• Excerpt provided:
------------------------------------------------
Sunday, March 24, 2013
Randomness
Friday evening we went to eat at Set Genki Tei, I think it might be listed as our new favorite. We watched Jack the Giant Slayer then biked home even though the wind seemed unwilling to let us go home.
Then Saturday we dropped by Pasar Malam Indonesia to meet some friends there, after that we watch Hitchcock (yes, we do abuse our Pathé Unlimited cards). While we were biking home, again fighting the strong wind, we decided to stop by one of the bars around Plein, between Korte and Lange Poten. We picked one place got in and ordered beer, baileys and nachos. It felt laid back, warm and funny to be random at times.
At some point we feel content with custom and familiarity. I had to work for this since the first time I got here because I was faced with so many changes at once, so I tried to find my/our right pace, schedule and get to know things. Now that those things seemed to have been resolved, it felt really nice doing something new, having more options and feeling okay with it knowing that everything else are in order. It's even better for me now, because whether it's in order or not, I know one thing that would not change, it's his presence beside me. XO.
Wednesday, March 6, 2013
Feeling low
After months of delay, my period finally arrived last night (or this morning, more specifically). I was sad and confused, honestly. I don't get what's wrong with my body, and my mind keeps thinking the worst of it. Yes I'm learning to be patient but when you can't help getting your hopes up, sure is so hard to deal with disappointment.
------------------------------------------------
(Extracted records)
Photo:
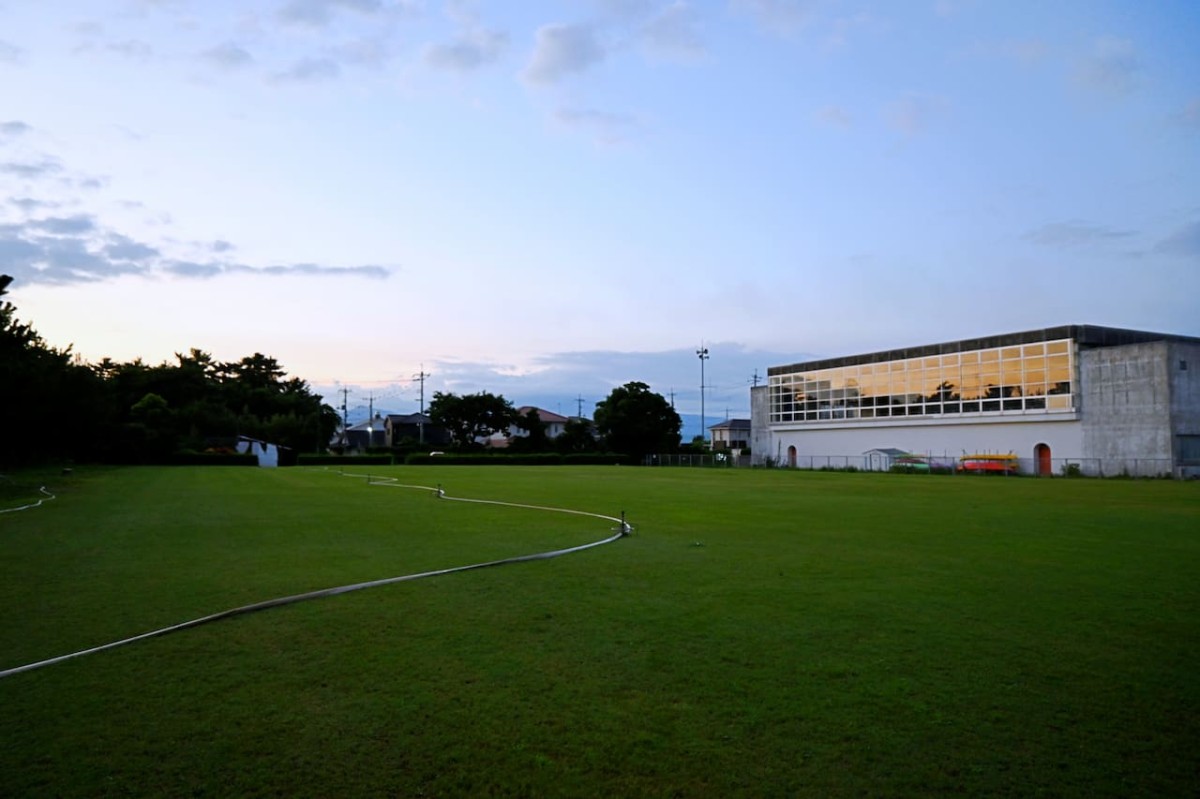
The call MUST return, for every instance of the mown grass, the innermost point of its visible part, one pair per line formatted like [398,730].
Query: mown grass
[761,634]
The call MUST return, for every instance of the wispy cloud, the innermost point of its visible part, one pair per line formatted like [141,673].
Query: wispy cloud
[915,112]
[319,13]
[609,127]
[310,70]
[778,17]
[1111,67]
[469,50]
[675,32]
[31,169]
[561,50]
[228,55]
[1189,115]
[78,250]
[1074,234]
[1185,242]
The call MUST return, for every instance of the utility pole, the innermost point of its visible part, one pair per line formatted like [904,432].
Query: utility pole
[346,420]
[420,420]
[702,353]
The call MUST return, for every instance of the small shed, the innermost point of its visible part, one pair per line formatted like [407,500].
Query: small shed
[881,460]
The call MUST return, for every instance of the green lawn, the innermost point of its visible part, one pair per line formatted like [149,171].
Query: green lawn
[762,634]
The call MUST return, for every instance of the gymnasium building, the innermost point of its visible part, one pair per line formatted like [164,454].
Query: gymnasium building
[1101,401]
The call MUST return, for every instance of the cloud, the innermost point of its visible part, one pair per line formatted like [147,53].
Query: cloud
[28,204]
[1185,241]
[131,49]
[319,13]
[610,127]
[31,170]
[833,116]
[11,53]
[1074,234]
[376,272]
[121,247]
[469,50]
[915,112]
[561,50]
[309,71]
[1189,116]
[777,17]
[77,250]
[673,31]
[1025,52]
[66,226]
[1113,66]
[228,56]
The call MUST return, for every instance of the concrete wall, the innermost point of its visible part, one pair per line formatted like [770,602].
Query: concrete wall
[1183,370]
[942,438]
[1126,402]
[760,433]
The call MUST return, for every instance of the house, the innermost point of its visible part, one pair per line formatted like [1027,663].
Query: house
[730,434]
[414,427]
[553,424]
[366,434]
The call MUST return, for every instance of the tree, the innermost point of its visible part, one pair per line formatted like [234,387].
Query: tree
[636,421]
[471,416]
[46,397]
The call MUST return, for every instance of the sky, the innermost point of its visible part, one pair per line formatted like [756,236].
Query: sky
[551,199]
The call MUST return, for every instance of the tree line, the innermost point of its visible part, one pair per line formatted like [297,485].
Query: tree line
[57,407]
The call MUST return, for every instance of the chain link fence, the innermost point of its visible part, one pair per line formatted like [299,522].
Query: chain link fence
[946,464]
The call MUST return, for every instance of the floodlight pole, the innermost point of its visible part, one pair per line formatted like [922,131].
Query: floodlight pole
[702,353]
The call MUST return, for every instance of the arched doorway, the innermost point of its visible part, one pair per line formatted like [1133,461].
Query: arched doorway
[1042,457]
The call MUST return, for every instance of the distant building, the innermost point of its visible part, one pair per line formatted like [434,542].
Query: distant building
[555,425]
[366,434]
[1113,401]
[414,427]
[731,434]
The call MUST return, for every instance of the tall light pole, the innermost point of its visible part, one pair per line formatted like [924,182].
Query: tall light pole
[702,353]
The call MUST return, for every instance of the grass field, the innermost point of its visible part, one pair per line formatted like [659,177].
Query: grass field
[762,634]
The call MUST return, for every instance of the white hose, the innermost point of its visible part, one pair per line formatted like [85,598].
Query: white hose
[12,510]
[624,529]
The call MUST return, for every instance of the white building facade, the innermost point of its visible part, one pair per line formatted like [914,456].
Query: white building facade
------------------------------------------------
• Required tasks:
a: List every item ordered at the bar near Plein in the blog excerpt.
b: Write a continuation of the blog excerpt, starting after its final sentence.
None of these rows are needed.

• Written answers:
a: beer, baileys, nachos

b:
People said that you shouldn't really think about it, don't stress about it, but that's not so easy to do. I'm done looking forward to other things, by now most things I can let go of, I can say it will happen when it happens, but this one... I am really hopeful and really look forward to. To make things worse, I started recognizing some symptoms too, maybe it's just my mind tricking me somehow.
I thought maybe I need distractions, but I don't really know what can distract me. I don't want to waste time feeling sorry for myself, I don't really, I am just feeling sad. Tomorrow I'm going to the doctor to at least ask, originally it was meant to make sure if I'm really pregnant, but now that I knew I'm not, I'm only going to ask what's wrong and seek further help if needed. Initially I was happy and excited to go to the doctor, now mostly I'm just a little curious, and a lot sad and afraid.
I applied for something today just to let myself think that I made an effort.